*Extracted records:*
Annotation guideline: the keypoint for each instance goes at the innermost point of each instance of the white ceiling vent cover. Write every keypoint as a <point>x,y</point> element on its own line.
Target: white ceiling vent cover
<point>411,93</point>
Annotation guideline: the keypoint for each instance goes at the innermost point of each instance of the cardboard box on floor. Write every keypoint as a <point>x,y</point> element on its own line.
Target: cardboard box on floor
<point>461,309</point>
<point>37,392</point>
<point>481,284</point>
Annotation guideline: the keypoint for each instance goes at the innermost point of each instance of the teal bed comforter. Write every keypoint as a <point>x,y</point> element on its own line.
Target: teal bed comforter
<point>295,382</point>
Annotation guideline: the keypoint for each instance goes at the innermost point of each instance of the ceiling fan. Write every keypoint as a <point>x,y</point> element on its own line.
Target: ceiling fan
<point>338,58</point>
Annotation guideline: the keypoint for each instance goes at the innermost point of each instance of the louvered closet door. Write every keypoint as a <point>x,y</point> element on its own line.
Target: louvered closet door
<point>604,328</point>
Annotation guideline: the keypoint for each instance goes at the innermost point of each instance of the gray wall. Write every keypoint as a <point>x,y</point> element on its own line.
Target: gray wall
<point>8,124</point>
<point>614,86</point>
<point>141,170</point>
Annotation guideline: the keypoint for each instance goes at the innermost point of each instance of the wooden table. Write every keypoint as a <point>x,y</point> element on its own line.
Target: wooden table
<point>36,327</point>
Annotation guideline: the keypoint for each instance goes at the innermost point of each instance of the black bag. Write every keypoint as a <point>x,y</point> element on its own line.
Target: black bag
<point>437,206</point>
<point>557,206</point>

*Task goal:*
Copy every line above word for word, from the first to the last, leaving nothing out and changing nothing.

*Answer to the task:*
Annotation guideline: the keypoint for each instance goes at the innermost point of each instance of the white ceiling vent cover. Write every keypoint as a <point>x,y</point> element on its own line.
Target: white ceiling vent cover
<point>411,93</point>
Annotation guideline: the keypoint for each instance goes at the innermost point of each instance of the cardboard box on floor. Write every keypoint as a <point>x,y</point> element on its own line.
Target: cardboard box on floor
<point>461,309</point>
<point>37,392</point>
<point>481,284</point>
Annotation guideline: the keypoint for each instance goes at the innermost point of each instance of the teal bed comforter. Write every keypoint as a <point>x,y</point> element on its own line.
Target: teal bed comforter
<point>295,382</point>
Annotation guideline: the keypoint for each instance goes at the innermost point of each instance of the ceiling fan. Write every keypoint as a <point>x,y</point> element on its own line.
Target: ceiling fan
<point>338,58</point>
Annotation guideline: the keypoint for each instance goes at the innermost point of each instance of the louvered closet door. Write every keypoint as a <point>x,y</point> element on its own line.
Target: louvered closet door
<point>604,328</point>
Annotation guideline: the keypoint for each instance goes at the innermost point of each instance of the gray wall. Write every keypoint as a <point>x,y</point> element on its own line.
Target: gray wall
<point>8,124</point>
<point>614,86</point>
<point>141,170</point>
Annotation guideline: the keypoint for each instance goes at the innermost point of each instance of the wooden table. Write every keypoint as a <point>x,y</point> element on its own line.
Target: wooden table
<point>36,327</point>
Annotation guideline: the keypoint for each instance goes at the innermost point of each instance of the black bag. Write every keypoint as a <point>x,y</point> element on its own line.
Target: black bag
<point>437,206</point>
<point>557,206</point>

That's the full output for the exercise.